** START OF EXTRACTED DATA **

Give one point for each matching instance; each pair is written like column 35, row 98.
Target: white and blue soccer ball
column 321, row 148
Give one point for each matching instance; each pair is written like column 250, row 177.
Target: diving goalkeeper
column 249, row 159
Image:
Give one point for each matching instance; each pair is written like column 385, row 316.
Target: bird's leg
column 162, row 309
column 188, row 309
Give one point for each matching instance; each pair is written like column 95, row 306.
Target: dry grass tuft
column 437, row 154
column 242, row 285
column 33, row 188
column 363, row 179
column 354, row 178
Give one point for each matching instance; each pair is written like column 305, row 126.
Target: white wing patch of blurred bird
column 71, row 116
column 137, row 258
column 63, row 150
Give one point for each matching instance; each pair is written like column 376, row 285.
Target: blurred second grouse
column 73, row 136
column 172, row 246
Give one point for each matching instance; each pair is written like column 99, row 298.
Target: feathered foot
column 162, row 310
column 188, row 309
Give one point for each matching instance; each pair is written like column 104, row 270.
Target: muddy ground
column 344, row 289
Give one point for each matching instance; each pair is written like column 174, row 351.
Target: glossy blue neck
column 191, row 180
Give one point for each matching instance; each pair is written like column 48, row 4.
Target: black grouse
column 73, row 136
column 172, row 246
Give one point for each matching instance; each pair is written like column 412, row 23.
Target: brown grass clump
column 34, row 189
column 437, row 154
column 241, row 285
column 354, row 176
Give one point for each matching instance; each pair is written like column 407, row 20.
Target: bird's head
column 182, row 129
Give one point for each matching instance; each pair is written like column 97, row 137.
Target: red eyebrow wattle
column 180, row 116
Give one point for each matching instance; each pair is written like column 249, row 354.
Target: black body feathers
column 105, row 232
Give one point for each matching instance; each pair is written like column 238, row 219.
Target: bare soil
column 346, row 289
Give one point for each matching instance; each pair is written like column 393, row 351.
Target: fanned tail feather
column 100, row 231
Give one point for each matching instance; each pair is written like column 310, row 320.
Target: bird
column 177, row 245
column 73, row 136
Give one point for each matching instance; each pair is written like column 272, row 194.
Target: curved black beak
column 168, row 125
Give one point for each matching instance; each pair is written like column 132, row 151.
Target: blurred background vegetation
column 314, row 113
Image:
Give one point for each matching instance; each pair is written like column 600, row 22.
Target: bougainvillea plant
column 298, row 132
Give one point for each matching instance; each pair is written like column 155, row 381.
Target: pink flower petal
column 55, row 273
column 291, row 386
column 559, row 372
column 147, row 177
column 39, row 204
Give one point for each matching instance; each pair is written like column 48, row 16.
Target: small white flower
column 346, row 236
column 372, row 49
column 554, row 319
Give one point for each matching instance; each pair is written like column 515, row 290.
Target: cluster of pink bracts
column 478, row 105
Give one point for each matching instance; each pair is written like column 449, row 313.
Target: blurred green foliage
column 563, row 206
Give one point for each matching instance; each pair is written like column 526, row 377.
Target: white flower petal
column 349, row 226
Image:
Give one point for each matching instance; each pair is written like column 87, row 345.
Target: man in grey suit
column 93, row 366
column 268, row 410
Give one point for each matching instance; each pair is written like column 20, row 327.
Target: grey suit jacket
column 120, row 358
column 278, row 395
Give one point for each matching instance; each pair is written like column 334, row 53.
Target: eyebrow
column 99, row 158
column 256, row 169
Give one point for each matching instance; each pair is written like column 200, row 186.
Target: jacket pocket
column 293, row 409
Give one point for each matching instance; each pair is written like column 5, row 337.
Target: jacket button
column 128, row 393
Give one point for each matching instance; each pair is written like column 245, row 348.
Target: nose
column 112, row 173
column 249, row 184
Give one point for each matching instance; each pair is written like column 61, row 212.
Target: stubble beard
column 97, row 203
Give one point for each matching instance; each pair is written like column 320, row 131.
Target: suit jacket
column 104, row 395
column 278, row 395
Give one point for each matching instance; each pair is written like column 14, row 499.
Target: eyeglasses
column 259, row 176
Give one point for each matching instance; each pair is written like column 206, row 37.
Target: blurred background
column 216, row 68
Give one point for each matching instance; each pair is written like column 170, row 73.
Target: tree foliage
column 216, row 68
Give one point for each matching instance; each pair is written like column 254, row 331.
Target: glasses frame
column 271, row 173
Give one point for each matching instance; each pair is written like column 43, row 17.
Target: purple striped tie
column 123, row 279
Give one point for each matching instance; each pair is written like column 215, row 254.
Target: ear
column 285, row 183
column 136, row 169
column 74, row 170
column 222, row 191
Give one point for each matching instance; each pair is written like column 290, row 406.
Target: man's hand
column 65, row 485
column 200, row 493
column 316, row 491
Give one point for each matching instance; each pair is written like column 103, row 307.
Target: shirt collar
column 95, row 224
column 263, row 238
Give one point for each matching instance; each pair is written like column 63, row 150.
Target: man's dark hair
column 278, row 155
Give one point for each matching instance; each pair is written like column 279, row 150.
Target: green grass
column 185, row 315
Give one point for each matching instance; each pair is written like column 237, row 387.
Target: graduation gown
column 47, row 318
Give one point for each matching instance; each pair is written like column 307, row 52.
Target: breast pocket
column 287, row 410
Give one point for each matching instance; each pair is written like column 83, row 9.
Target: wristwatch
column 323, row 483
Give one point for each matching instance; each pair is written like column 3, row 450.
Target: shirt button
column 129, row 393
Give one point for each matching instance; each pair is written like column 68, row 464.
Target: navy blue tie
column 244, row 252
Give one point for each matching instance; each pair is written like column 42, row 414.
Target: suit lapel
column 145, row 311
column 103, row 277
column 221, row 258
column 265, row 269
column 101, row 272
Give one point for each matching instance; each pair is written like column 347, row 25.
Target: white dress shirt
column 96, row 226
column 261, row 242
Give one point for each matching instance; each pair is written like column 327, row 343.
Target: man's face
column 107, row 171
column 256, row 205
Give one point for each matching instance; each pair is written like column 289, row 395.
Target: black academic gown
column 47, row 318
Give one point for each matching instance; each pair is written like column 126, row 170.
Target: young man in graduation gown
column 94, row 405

** END OF EXTRACTED DATA **

* _EXERCISE INSTRUCTIONS_:
Lay out every line of the rows above as a JSON list of strings, with one string per line and blank lines omitted.

* _THE ANSWER_:
[
  "Give one point for each matching instance; each pair is written like column 35, row 98.",
  "Target: white and blue soccer ball",
  "column 321, row 148",
  "Give one point for each matching instance; each pair is written like column 250, row 177.",
  "Target: diving goalkeeper",
  "column 249, row 159",
  "Image:",
  "Give one point for each matching instance; each pair is written like column 385, row 316.",
  "Target: bird's leg",
  "column 162, row 309",
  "column 188, row 309",
  "Give one point for each matching instance; each pair is written like column 95, row 306.",
  "Target: dry grass tuft",
  "column 437, row 154",
  "column 242, row 285",
  "column 33, row 188",
  "column 363, row 179",
  "column 354, row 178",
  "Give one point for each matching instance; each pair is written like column 305, row 126.",
  "Target: white wing patch of blurred bird",
  "column 71, row 116",
  "column 137, row 258",
  "column 63, row 150",
  "Give one point for each matching instance; each pair is written like column 376, row 285.",
  "Target: blurred second grouse",
  "column 73, row 136",
  "column 172, row 246",
  "Give one point for each matching instance; each pair is written like column 99, row 298.",
  "Target: feathered foot",
  "column 162, row 310",
  "column 188, row 309",
  "Give one point for each matching instance; each pair is written like column 104, row 270.",
  "Target: muddy ground",
  "column 344, row 289",
  "Give one point for each matching instance; each pair is written like column 174, row 351.",
  "Target: glossy blue neck",
  "column 191, row 180",
  "Give one point for each matching instance; each pair is written like column 48, row 4.",
  "Target: black grouse",
  "column 73, row 136",
  "column 172, row 246",
  "Give one point for each matching instance; each pair is written like column 412, row 23.",
  "Target: brown grass clump",
  "column 34, row 189",
  "column 437, row 154",
  "column 241, row 285",
  "column 354, row 176",
  "Give one point for each matching instance; each pair is written like column 407, row 20.",
  "Target: bird's head",
  "column 182, row 129",
  "Give one point for each matching instance; each pair is written like column 97, row 137.",
  "Target: red eyebrow wattle",
  "column 180, row 116",
  "Give one point for each matching instance; each pair is written like column 249, row 354.",
  "Target: black body feathers",
  "column 105, row 232",
  "Give one point for each matching instance; each pair is written like column 238, row 219.",
  "Target: bare soil",
  "column 346, row 289",
  "Give one point for each matching instance; each pair is written like column 393, row 351.",
  "Target: fanned tail feather",
  "column 100, row 231",
  "Give one point for each matching instance; each pair is written like column 310, row 320.",
  "Target: bird",
  "column 177, row 245",
  "column 73, row 136",
  "Give one point for each matching instance; each pair is written like column 272, row 194.",
  "Target: curved black beak",
  "column 168, row 125",
  "Give one point for each matching instance; each pair is written like column 132, row 151.",
  "Target: blurred background vegetation",
  "column 314, row 113",
  "Image:",
  "Give one point for each matching instance; each pair is written like column 600, row 22.",
  "Target: bougainvillea plant",
  "column 298, row 132",
  "Give one point for each matching instance; each pair is written like column 155, row 381.",
  "Target: pink flower petal",
  "column 55, row 273",
  "column 291, row 386",
  "column 559, row 372",
  "column 147, row 177",
  "column 39, row 204",
  "Give one point for each matching instance; each pair is written like column 48, row 16.",
  "Target: small white flower",
  "column 346, row 236",
  "column 372, row 49",
  "column 554, row 319",
  "Give one point for each matching instance; each pair is written like column 515, row 290.",
  "Target: cluster of pink bracts",
  "column 478, row 105",
  "Give one point for each matching instance; each pair is written like column 449, row 313.",
  "Target: blurred green foliage",
  "column 563, row 206",
  "Give one point for each matching instance; each pair is written like column 526, row 377.",
  "Target: white flower petal",
  "column 349, row 226",
  "Image:",
  "Give one point for each matching instance; each pair is written like column 87, row 345.",
  "Target: man in grey suit",
  "column 93, row 366",
  "column 268, row 410",
  "Give one point for each matching instance; each pair is written like column 20, row 327.",
  "Target: grey suit jacket",
  "column 120, row 358",
  "column 278, row 395",
  "Give one point for each matching instance; each pair is written like column 334, row 53.",
  "Target: eyebrow",
  "column 99, row 158",
  "column 256, row 169",
  "Give one point for each matching instance; each pair is written like column 200, row 186.",
  "Target: jacket pocket",
  "column 293, row 409",
  "Give one point for each matching instance; each pair is written like column 5, row 337.",
  "Target: jacket button",
  "column 128, row 393",
  "Give one point for each matching instance; each pair is written like column 245, row 348.",
  "Target: nose",
  "column 112, row 173",
  "column 249, row 184",
  "Give one point for each matching instance; each pair is written like column 61, row 212.",
  "Target: stubble beard",
  "column 97, row 203",
  "Give one point for each matching instance; each pair is written like column 320, row 131.",
  "Target: suit jacket",
  "column 104, row 395",
  "column 278, row 395",
  "Give one point for each matching instance; each pair is written like column 14, row 499.",
  "Target: eyeglasses",
  "column 259, row 176",
  "Give one point for each matching instance; each pair is written like column 206, row 37.",
  "Target: blurred background",
  "column 216, row 68",
  "Give one point for each matching instance; each pair is written like column 170, row 73.",
  "Target: tree foliage",
  "column 216, row 68",
  "Give one point for each matching instance; each pair is written like column 254, row 331.",
  "Target: glasses frame",
  "column 271, row 173",
  "Give one point for each matching instance; each pair is written like column 43, row 17.",
  "Target: purple striped tie",
  "column 123, row 279",
  "Give one point for each matching instance; each pair is written like column 215, row 254.",
  "Target: ear",
  "column 285, row 183",
  "column 136, row 169",
  "column 74, row 170",
  "column 222, row 191",
  "Give one point for each matching instance; each pair is written like column 290, row 406.",
  "Target: man's hand",
  "column 65, row 485",
  "column 200, row 493",
  "column 316, row 491",
  "Give one point for each matching instance; each pair is written like column 103, row 307.",
  "Target: shirt collar",
  "column 95, row 224",
  "column 263, row 238",
  "Give one point for each matching instance; each pair is written like column 63, row 150.",
  "Target: man's dark hair",
  "column 278, row 155",
  "Give one point for each matching instance; each pair is written like column 279, row 150.",
  "Target: green grass",
  "column 185, row 315",
  "Give one point for each matching instance; each pair is written like column 237, row 387.",
  "Target: graduation gown",
  "column 47, row 318",
  "Give one point for each matching instance; each pair is written like column 307, row 52.",
  "Target: breast pocket",
  "column 287, row 410",
  "Give one point for each matching instance; each pair is written like column 83, row 9.",
  "Target: wristwatch",
  "column 323, row 483",
  "Give one point for each matching instance; each pair is written like column 3, row 450.",
  "Target: shirt button",
  "column 129, row 393",
  "Give one point for each matching instance; each pair is written like column 68, row 464.",
  "Target: navy blue tie",
  "column 244, row 252",
  "Give one point for each matching instance; each pair is written like column 42, row 414.",
  "Target: suit lapel",
  "column 145, row 311",
  "column 103, row 277",
  "column 221, row 258",
  "column 265, row 269",
  "column 101, row 272",
  "Give one point for each matching instance; each pair is written like column 347, row 25.",
  "Target: white dress shirt",
  "column 96, row 226",
  "column 261, row 242",
  "Give one point for each matching instance; each pair is written like column 327, row 343.",
  "Target: man's face",
  "column 107, row 171",
  "column 256, row 205",
  "Give one point for each matching instance; each pair is written like column 289, row 395.",
  "Target: black academic gown",
  "column 47, row 318",
  "Give one point for each matching instance; each pair is written like column 126, row 170.",
  "Target: young man in graduation gown",
  "column 94, row 405"
]